Set task:
Pictures in the listing should not be copied. Reproduce, word for word, each line from the one holding "Can you find the metal" through the final line.
==============================
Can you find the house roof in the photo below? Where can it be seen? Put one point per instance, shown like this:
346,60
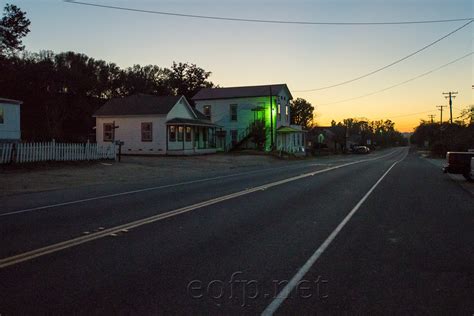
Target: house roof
138,104
288,129
185,121
199,115
3,100
240,92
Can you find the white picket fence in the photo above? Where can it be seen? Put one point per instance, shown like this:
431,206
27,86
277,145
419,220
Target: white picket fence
52,151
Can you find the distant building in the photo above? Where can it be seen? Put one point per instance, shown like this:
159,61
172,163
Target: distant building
10,120
150,124
239,109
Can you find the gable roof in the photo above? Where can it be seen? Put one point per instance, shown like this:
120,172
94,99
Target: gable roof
199,115
10,101
241,92
138,104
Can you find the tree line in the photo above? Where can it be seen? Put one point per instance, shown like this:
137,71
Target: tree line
441,138
60,92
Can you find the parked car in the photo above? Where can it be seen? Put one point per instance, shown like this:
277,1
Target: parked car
460,163
360,149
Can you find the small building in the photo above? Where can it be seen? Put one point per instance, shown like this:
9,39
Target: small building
239,110
148,124
10,120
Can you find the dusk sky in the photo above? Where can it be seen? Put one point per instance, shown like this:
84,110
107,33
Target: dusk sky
302,56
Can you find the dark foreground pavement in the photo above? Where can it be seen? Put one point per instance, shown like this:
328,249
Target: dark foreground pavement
407,250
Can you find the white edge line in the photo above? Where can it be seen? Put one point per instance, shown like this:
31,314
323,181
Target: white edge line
286,291
154,188
26,256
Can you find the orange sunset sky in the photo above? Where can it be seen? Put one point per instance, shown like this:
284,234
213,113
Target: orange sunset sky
303,56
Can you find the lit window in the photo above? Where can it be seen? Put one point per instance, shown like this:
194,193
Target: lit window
188,133
172,136
233,136
147,132
233,112
180,133
207,111
108,132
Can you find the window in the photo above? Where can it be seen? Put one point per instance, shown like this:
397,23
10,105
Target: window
147,132
207,111
233,112
188,133
180,133
233,136
108,132
172,133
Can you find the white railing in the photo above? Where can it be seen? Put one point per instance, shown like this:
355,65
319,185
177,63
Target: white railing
52,151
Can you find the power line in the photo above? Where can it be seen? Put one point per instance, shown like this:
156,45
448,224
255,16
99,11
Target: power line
391,64
401,83
224,18
450,95
411,114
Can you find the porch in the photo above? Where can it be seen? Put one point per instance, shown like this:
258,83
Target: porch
190,137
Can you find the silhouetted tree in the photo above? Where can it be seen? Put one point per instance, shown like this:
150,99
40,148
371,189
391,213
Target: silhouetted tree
188,79
301,113
13,27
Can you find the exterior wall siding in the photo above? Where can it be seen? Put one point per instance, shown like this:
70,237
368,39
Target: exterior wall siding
221,114
10,128
129,132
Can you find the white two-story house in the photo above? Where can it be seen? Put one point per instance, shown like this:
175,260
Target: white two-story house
10,120
239,109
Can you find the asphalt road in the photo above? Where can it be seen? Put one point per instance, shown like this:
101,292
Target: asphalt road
382,233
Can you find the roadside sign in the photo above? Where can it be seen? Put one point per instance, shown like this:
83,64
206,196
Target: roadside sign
320,138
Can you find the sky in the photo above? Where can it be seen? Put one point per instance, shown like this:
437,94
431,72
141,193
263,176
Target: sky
302,56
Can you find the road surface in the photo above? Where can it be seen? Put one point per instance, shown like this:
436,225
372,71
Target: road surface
381,233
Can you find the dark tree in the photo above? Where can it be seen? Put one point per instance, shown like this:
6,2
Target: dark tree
188,79
13,27
301,113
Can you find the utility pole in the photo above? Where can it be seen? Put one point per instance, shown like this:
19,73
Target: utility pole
431,116
440,107
450,95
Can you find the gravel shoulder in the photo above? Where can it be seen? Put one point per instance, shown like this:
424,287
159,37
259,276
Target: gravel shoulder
53,176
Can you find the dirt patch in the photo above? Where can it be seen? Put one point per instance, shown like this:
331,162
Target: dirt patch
51,176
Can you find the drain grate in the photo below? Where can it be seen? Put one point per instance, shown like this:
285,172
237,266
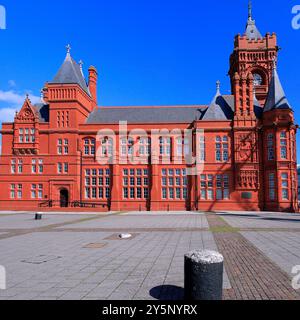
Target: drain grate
41,259
95,245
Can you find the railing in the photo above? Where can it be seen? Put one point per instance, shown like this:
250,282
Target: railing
73,204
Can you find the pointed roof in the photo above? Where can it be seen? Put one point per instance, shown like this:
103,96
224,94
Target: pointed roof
276,96
218,110
252,32
27,112
258,109
71,73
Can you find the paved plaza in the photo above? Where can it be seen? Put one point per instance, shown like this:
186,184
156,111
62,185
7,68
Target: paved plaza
80,256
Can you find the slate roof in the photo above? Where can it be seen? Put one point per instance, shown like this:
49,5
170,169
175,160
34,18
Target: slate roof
43,111
258,109
71,73
219,109
176,114
276,96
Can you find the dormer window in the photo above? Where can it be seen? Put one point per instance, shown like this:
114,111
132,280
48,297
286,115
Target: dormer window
89,147
26,135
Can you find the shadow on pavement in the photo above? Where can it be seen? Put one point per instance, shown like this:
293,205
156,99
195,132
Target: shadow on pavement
167,292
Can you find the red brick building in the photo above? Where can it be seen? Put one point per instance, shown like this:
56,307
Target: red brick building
53,154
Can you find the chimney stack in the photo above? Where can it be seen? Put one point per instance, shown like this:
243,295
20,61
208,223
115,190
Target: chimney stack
93,77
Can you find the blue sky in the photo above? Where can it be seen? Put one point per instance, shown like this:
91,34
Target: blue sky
157,52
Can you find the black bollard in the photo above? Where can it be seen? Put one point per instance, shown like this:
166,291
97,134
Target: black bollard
203,275
38,216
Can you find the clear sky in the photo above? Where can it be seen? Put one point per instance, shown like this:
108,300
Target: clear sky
157,52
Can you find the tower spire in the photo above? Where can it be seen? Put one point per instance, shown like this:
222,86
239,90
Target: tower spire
68,47
250,10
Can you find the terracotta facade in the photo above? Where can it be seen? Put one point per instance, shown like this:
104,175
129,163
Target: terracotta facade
52,155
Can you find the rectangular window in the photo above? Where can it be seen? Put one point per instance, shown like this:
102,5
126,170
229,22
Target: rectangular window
132,193
285,186
146,193
125,193
185,193
33,191
66,167
100,192
171,193
12,191
283,145
13,166
139,193
33,166
20,191
164,193
272,186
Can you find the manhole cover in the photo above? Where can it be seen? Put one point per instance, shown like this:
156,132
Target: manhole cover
40,259
95,245
117,236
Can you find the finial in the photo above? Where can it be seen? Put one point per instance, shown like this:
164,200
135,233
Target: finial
250,10
42,94
68,47
274,63
218,83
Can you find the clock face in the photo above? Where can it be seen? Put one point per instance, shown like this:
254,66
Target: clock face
257,79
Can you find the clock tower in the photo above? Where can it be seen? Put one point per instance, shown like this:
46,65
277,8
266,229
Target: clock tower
253,54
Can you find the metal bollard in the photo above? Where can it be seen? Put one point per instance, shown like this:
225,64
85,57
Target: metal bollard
38,216
203,275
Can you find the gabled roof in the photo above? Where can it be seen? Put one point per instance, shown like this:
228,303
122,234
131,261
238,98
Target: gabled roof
258,109
219,109
71,73
252,33
42,111
276,96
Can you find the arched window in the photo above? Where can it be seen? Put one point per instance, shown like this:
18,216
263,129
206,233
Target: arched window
144,146
107,146
89,146
270,144
165,146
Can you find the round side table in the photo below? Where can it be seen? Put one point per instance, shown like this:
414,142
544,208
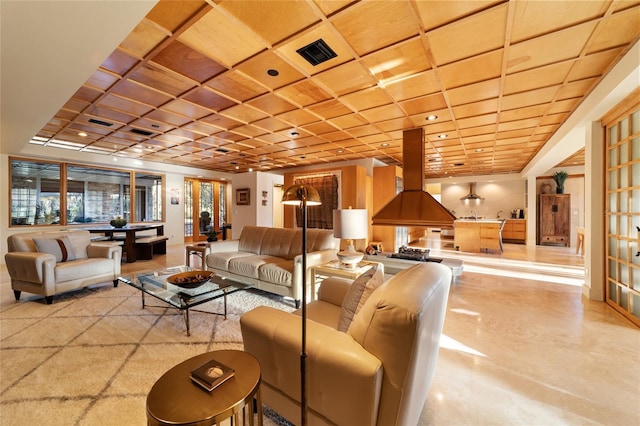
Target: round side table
175,400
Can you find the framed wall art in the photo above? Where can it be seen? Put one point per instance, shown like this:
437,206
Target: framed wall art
==============================
Answer:
Can you find the metal bollard in the photo above? Where can it be seen? Put one point per instance, shown like this:
225,64
85,57
Target: metal bollard
38,216
203,275
Can you find the gabled roof in the photo above? Where can it be seen? Put one point per instance, shown like this:
228,303
122,234
131,261
238,98
Target: gabled roof
258,109
219,109
71,73
252,33
42,111
276,96
Can you find the arched window in the photo above? Where can it be seen? Put one point per instance, shown like this:
18,216
263,129
206,233
Target: arched window
144,146
107,146
89,146
270,144
165,146
Can you find the round side table in the photo below? Where can it be seen? Put one point per instance, shown like this:
414,142
544,208
Target: round side table
175,400
Can you find the framed wall art in the photo above? Where can it be seen? Put one point per instance, shown like this:
437,206
Target: framed wall art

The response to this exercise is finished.